■ **Text block**:

-- Start --

Joseph Everett Mitchell (August 1, 1876 – December 17, 1952) was an American publisher known for his newspaper, the St. Louis Argus. It advocated for civil rights and served the African-American community in St. Louis. Mitchell also co-founded the Citizen's Liberty League to support African-American political candidates.

Early years and personal life
The fourth of eight children, Mitchell was born on August 1, 1876, in Coosa County, Alabama, to a farming family. As a child, he often worked in his father's sawmill. In 1898, he joined the United States Army and served with the 24th Infantry Regiment until 1901. That same year, after returning home, he married Mattie Elizabeth Thomas.

In 1904, in part because of the World’s Fair, the Mitchells relocated to St. Louis, Missouri, where J. E. completed school by taking night classes. In the 1930s, Mattie Mitchell died and, in 1940, J. E. married Edwina Wright, a St. Louis public school teacher and the daughter of banker Richard R. Wright.

-- End --

■ **Exercise requirements**:
[a] Name every person mentioned in the biography of Joseph Everett Mitchell.
[b] Translate this sentence from the biography of Joseph Everett Mitchell into Spanish: "As a child, he often worked in his father's sawmill."
[c] Pick up the biography of Joseph Everett Mitchell after its last sentence and carry it on.

■ **Dataset section**:
-- Start --

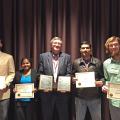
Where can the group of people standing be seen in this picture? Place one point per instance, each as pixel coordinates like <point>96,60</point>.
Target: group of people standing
<point>57,63</point>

-- End --

■ **Answers below**:
[a]
Joseph Everett Mitchell
Mattie Elizabeth Thomas (later Mattie Mitchell)
Edwina Wright
Richard R. Wright

[b] De niño, a menudo trabajaba en el aserradero de su padre.

[c]
Career
Soon after settling in St. Louis, Mitchell began employment with the Western Union Relief Association, an insurance company where he worked as general manager by 1905. Mitchell grew increasingly focused on the company’s newsletter, which eventually grew into the St. Louis Argus newspaper. After the insurance company failed, Mitchell, along with his brother William, registered the St. Louis Argus with the Post Office in 1912. In 1916, they incorporated the St. Louis Argus Publishing Company. Mitchell served as publisher and managing editor.

Honors
In 1954, Mitchell was posthumously honored by Lincoln University, which renamed its Journalism Building to Mitchell Hall. In 1964, St. Louis Public Schools opened Mitchell Elementary School, named for Joseph and his brother William. Mitchell was enshrined in the National Newspaper Publishers Association in 1978.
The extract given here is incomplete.